Your instructions>
Copy out the rows from the line with "the <item>bird's foot</item>?" to the line with "[[[506,1],[306,0],[322,504],[506,505]]]", both lines included, unchanged.

------

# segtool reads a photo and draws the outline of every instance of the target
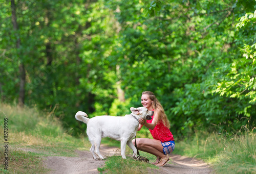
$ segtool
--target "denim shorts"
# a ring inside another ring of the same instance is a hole
[[[174,151],[175,143],[174,141],[165,141],[162,142],[162,145],[163,146],[163,152],[164,155],[167,155],[170,154]]]

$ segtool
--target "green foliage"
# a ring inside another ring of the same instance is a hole
[[[255,128],[244,127],[236,134],[197,131],[188,140],[176,142],[175,152],[212,164],[217,173],[253,173],[256,170],[255,131]]]

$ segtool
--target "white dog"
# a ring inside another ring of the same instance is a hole
[[[121,141],[121,155],[123,159],[126,159],[126,144],[133,150],[133,157],[137,158],[137,150],[132,140],[136,135],[139,127],[138,119],[151,119],[154,112],[144,107],[132,107],[130,110],[132,113],[124,116],[102,115],[91,119],[88,118],[88,116],[83,112],[77,112],[75,116],[76,119],[87,124],[87,133],[92,144],[90,151],[95,160],[103,159],[100,154],[99,147],[101,138],[106,137]],[[100,159],[96,158],[95,154]]]

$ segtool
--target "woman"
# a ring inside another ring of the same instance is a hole
[[[154,111],[152,119],[139,119],[140,125],[138,131],[144,125],[150,129],[154,139],[138,138],[136,143],[139,150],[154,155],[157,157],[153,163],[164,166],[169,161],[170,154],[174,150],[175,144],[173,135],[169,130],[170,124],[163,107],[151,91],[142,92],[141,104],[150,111]],[[133,140],[135,144],[135,139]]]

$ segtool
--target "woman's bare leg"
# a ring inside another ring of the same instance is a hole
[[[135,144],[135,139],[133,140],[133,143]],[[166,157],[163,152],[163,147],[160,140],[149,138],[136,138],[136,143],[139,150],[147,152],[157,157],[155,163],[157,163],[161,158]],[[166,160],[161,160],[158,164],[161,165],[165,162]]]

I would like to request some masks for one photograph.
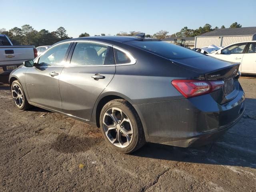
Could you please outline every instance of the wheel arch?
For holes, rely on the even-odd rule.
[[[147,140],[148,138],[148,132],[143,116],[140,112],[139,111],[138,108],[136,107],[136,105],[134,105],[133,104],[132,100],[120,93],[110,92],[107,93],[105,93],[105,94],[103,94],[98,98],[94,105],[90,121],[93,122],[94,124],[96,124],[97,127],[99,128],[100,127],[100,112],[105,104],[108,102],[115,99],[124,99],[131,104],[139,116],[139,118],[142,124],[142,128],[144,130],[145,138],[146,140]]]
[[[18,78],[17,78],[16,77],[12,77],[10,78],[10,80],[9,80],[10,87],[12,86],[12,82],[16,80],[18,80],[18,81],[19,80]]]

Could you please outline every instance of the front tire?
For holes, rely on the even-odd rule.
[[[26,97],[22,86],[18,80],[12,82],[11,92],[14,103],[19,109],[25,110],[31,107]]]
[[[120,152],[132,153],[146,142],[139,116],[126,100],[116,99],[106,104],[100,120],[100,129],[108,144]]]

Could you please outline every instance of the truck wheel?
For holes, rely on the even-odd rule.
[[[146,142],[139,116],[126,100],[116,99],[106,104],[100,120],[104,138],[110,147],[119,152],[132,153]]]
[[[32,106],[28,102],[24,90],[18,80],[12,82],[11,92],[14,103],[19,109],[26,110],[31,107]]]

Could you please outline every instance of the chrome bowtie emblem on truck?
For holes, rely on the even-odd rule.
[[[12,58],[13,57],[14,57],[15,56],[13,55],[8,55],[5,56],[5,57],[6,57],[7,58]]]

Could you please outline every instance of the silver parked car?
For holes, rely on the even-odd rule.
[[[207,144],[239,120],[239,64],[138,35],[53,45],[11,74],[15,104],[95,125],[109,146],[126,153],[145,142]]]
[[[36,49],[37,50],[37,55],[40,55],[42,53],[45,51],[51,46],[49,45],[46,45],[44,46],[39,46],[37,47]]]

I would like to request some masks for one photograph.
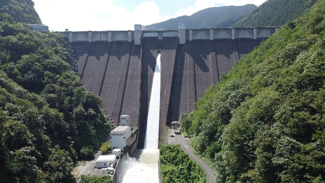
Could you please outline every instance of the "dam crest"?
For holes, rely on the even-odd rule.
[[[100,96],[115,125],[122,114],[137,127],[143,148],[156,60],[161,57],[159,138],[165,126],[189,113],[205,90],[278,27],[146,31],[66,31],[71,64],[83,87]]]

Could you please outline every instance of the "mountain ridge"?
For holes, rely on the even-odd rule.
[[[228,27],[257,8],[257,6],[252,4],[212,7],[199,11],[190,16],[183,15],[144,26],[144,30],[178,30],[180,23],[185,23],[187,29]]]

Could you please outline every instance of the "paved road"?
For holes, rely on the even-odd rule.
[[[172,131],[170,131],[170,133],[172,134]],[[168,135],[169,136],[169,135]],[[214,173],[215,172],[208,164],[202,161],[201,159],[198,157],[191,150],[190,145],[190,139],[189,138],[184,138],[182,135],[176,135],[174,137],[169,137],[167,142],[168,144],[177,144],[180,145],[183,150],[189,156],[194,160],[199,165],[200,165],[205,173],[205,180],[207,183],[215,183],[215,177]]]

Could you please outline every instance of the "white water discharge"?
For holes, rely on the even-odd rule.
[[[158,53],[151,87],[143,150],[137,150],[131,158],[121,162],[118,183],[159,183],[159,115],[160,109],[160,53]]]

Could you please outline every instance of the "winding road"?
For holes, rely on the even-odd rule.
[[[172,134],[173,132],[173,131],[170,130],[170,134]],[[184,137],[182,135],[176,135],[175,137],[169,137],[168,136],[168,142],[166,142],[167,143],[180,145],[183,150],[202,168],[205,173],[206,183],[215,183],[215,177],[214,176],[215,172],[214,170],[198,157],[191,150],[190,139],[189,138]]]

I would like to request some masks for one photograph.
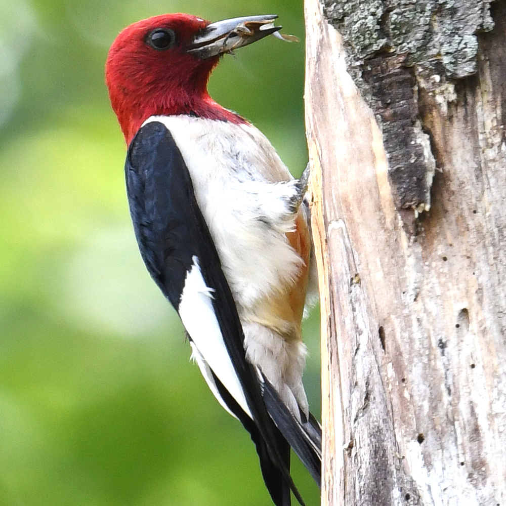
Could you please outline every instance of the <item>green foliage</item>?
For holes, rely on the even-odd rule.
[[[104,84],[124,26],[166,12],[276,12],[304,38],[301,1],[0,4],[0,504],[269,504],[254,446],[214,399],[146,272],[124,196],[125,147]],[[227,57],[218,101],[305,166],[303,44]],[[305,330],[318,411],[317,316]],[[316,487],[298,462],[308,505]]]

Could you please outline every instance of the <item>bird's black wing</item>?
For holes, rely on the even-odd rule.
[[[204,377],[210,371],[206,379],[214,393],[249,432],[275,503],[288,506],[291,489],[303,504],[289,474],[289,447],[267,412],[257,371],[246,360],[235,304],[188,168],[162,123],[149,122],[139,131],[125,171],[141,255],[181,317]]]

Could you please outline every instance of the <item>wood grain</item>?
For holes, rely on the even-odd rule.
[[[437,170],[419,215],[396,207],[341,36],[306,0],[322,504],[506,504],[504,3],[476,74],[420,98]]]

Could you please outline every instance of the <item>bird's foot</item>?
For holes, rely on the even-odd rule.
[[[289,204],[290,211],[294,214],[299,210],[299,208],[304,199],[304,195],[306,195],[308,190],[308,182],[309,180],[310,173],[311,170],[308,163],[301,177],[295,180],[294,186],[296,191],[290,197]]]

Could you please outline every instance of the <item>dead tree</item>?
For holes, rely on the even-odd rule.
[[[506,1],[306,0],[322,504],[506,505]]]

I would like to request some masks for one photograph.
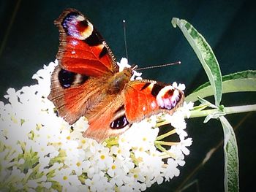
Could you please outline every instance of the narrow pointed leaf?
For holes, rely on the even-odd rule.
[[[224,132],[225,191],[239,191],[238,151],[234,131],[224,117],[219,117]]]
[[[222,74],[218,61],[210,45],[203,37],[185,20],[173,18],[174,27],[178,26],[199,58],[214,93],[215,105],[219,106],[222,99]]]
[[[248,70],[230,74],[222,77],[222,93],[241,91],[256,91],[256,71]],[[205,98],[214,95],[209,82],[199,86],[193,93],[186,97],[186,101],[195,102],[197,96]]]

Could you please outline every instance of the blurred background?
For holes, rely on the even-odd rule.
[[[35,82],[31,76],[56,58],[59,32],[53,20],[65,8],[83,12],[105,37],[118,61],[125,56],[122,20],[127,22],[130,64],[140,67],[181,61],[181,65],[143,72],[143,77],[186,84],[188,95],[208,81],[192,49],[172,18],[183,18],[200,31],[213,48],[223,75],[256,69],[256,6],[253,1],[0,1],[0,100],[8,88],[20,89]],[[209,99],[213,101],[212,99]],[[256,103],[255,93],[223,96],[225,106]],[[240,189],[254,188],[256,112],[229,115],[238,145]],[[222,129],[218,120],[189,119],[193,139],[181,174],[147,191],[223,191]],[[219,146],[219,147],[217,147]],[[204,165],[206,153],[216,152]]]

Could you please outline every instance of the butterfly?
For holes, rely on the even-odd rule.
[[[48,98],[70,125],[87,118],[84,137],[102,142],[152,115],[172,114],[183,104],[183,91],[171,85],[130,80],[135,67],[119,72],[110,48],[79,11],[65,9],[54,23],[59,31],[59,65]]]

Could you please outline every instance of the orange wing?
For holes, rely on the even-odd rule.
[[[57,58],[62,69],[90,77],[118,71],[111,50],[82,13],[67,9],[54,23],[60,34]]]

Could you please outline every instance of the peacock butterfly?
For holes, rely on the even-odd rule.
[[[101,142],[152,115],[172,114],[184,102],[184,93],[171,85],[130,80],[135,68],[119,72],[110,48],[79,11],[65,9],[54,23],[60,34],[59,65],[48,99],[69,124],[87,118],[83,137]]]

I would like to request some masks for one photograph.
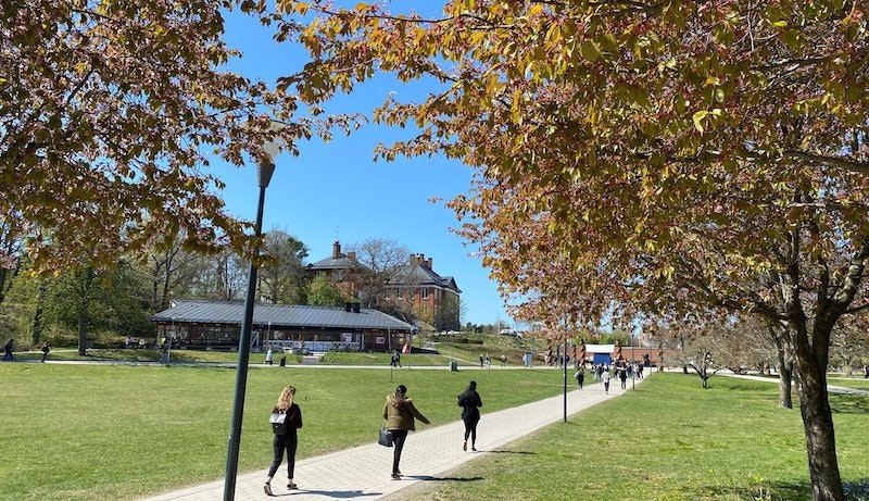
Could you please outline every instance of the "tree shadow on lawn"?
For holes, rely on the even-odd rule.
[[[482,477],[436,477],[433,475],[404,475],[403,478],[413,478],[414,480],[421,481],[480,481]]]
[[[833,414],[868,414],[869,396],[854,393],[829,393],[830,409]]]
[[[811,500],[811,484],[765,481],[763,485],[743,486],[704,486],[695,492],[696,499],[736,499],[736,500]],[[692,493],[689,492],[689,496]],[[711,494],[711,496],[710,496]]]

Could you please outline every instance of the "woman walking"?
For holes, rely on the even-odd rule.
[[[582,365],[577,367],[577,372],[574,373],[574,378],[577,380],[579,389],[582,389],[582,384],[585,381],[585,367]]]
[[[462,421],[465,422],[465,441],[462,450],[468,450],[468,436],[470,436],[470,450],[477,451],[477,423],[480,421],[482,399],[477,392],[477,381],[470,381],[465,392],[458,396],[458,406],[462,408]]]
[[[414,402],[407,397],[407,387],[399,385],[394,393],[387,396],[387,403],[383,404],[383,419],[387,421],[387,429],[392,431],[392,478],[400,479],[401,451],[404,449],[404,440],[407,438],[408,429],[416,429],[414,417],[425,424],[430,422],[419,413],[414,406]]]
[[[272,496],[272,478],[280,467],[280,462],[284,460],[284,451],[287,451],[287,476],[289,481],[287,488],[295,490],[299,487],[292,481],[293,474],[295,473],[295,447],[299,443],[295,430],[302,427],[302,410],[293,402],[295,396],[295,387],[288,386],[280,392],[278,402],[272,410],[273,414],[286,414],[284,427],[275,427],[275,440],[273,442],[275,450],[275,459],[272,461],[272,466],[268,468],[268,476],[265,479],[263,490],[266,494]]]

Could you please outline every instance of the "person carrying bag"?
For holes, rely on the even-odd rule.
[[[285,450],[287,451],[287,476],[289,478],[287,488],[290,490],[299,488],[292,480],[295,473],[295,449],[299,444],[297,430],[302,427],[302,410],[293,402],[294,396],[294,386],[284,388],[278,402],[272,410],[272,416],[268,418],[272,424],[272,431],[275,434],[275,439],[273,440],[275,459],[272,461],[268,476],[263,486],[263,490],[268,496],[272,496],[272,478],[280,467]]]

------

Exercise output>
Could you please outline every instance of the <item>bird's foot</item>?
For holes, rely on the even-odd rule.
[[[289,204],[290,211],[294,214],[299,210],[299,208],[304,199],[304,195],[306,195],[308,190],[308,182],[309,180],[310,173],[311,170],[308,163],[301,177],[295,180],[294,186],[296,191],[290,197]]]

Could you please outline every instance of the <item>dead tree</item>?
For holes, rely on the even-odd rule.
[[[506,1],[306,0],[322,504],[506,505]]]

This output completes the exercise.